** start of Source **

There are seven principal feasts in the Church calendar: Easter, Ascension, Pentecost, Trinity Sunday, Christmas, Epiphany, and All Saints’ Day. Three of these—Easter, Pentecost, and Trinity—always occur on a Sunday, which means we mark them in worship at church. Our new practice of having a church birthday dinner on Epiphany means that it is marked by celebration together. And even when it doesn’t occur on Sunday, no one skips Christmas! But Ascension and All Saints’ Day frequently go unnoticed.
The ideal for all of these feast days is both worship and celebration, but we only hit the ideal on Christmas and Easter. Most of us have probably never thought about having a feast on Pentecost or Trinity Sunday (If we feast to celebrate the incarnation or resurrection, why wouldn’t we feast to celebrate the giving of the Spirit?), and most of us probably don’t even remember when All Saints’ Day or Ascension Day happens.
The staff at Incarnation has been talking about beginning to mark each of these feasts in some fashion. We are creatures of days, seasons, and time who are shaped by our practices and habits. Each season of the year shapes our hearts and our minds. Our holidays both reveal what we value and transform us over time. This is why worship and celebration are the ideal practices for Christian feast days. Our hearts are revealed and shaped by what we choose to do on the days that commemorate what God has done for us.

** end of Source **
** start of Data listing **

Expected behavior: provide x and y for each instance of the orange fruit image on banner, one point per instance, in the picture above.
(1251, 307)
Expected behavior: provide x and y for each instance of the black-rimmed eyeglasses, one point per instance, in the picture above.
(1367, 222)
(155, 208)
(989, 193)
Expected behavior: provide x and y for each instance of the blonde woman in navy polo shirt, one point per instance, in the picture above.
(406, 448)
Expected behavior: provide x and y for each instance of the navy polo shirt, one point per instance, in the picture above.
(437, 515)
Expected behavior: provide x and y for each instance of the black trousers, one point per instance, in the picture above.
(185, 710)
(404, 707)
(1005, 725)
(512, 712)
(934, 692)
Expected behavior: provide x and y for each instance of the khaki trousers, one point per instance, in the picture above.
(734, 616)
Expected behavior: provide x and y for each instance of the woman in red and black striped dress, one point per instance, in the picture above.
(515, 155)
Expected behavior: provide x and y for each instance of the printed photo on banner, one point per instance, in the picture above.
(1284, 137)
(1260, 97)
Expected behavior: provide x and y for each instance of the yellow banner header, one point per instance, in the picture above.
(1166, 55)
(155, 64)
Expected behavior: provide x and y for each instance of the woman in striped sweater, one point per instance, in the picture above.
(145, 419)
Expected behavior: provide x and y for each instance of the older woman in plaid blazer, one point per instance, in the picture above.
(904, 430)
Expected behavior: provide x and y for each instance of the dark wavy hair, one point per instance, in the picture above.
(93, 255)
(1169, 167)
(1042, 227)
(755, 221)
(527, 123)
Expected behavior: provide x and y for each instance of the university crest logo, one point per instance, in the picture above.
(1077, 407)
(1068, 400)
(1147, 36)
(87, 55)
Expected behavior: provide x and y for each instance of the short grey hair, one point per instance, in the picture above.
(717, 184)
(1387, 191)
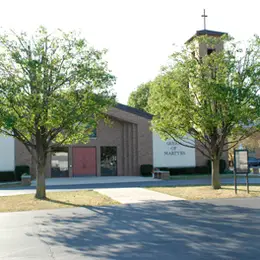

** end of Data listing **

Reproduce the feast-days text verbatim from "The staff at" to "done for us.". The entries are separate material unrelated to the feast-days text.

The staff at Incarnation has been talking about beginning to mark each of these feasts in some fashion. We are creatures of days, seasons, and time who are shaped by our practices and habits. Each season of the year shapes our hearts and our minds. Our holidays both reveal what we value and transform us over time. This is why worship and celebration are the ideal practices for Christian feast days. Our hearts are revealed and shaped by what we choose to do on the days that commemorate what God has done for us.